Rewrite the lines below with "a single dot apiece" swapped for "one dot each", keeping everything else the same.
------
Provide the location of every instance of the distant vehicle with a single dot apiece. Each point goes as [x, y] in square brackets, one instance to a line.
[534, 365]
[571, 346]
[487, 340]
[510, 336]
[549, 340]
------
Solution for this problem |
Provide the location of every instance of the distant vehicle with one dot each. Each point goes as [x, y] in square brackets, one instance to a line.
[534, 365]
[571, 346]
[487, 340]
[510, 336]
[549, 340]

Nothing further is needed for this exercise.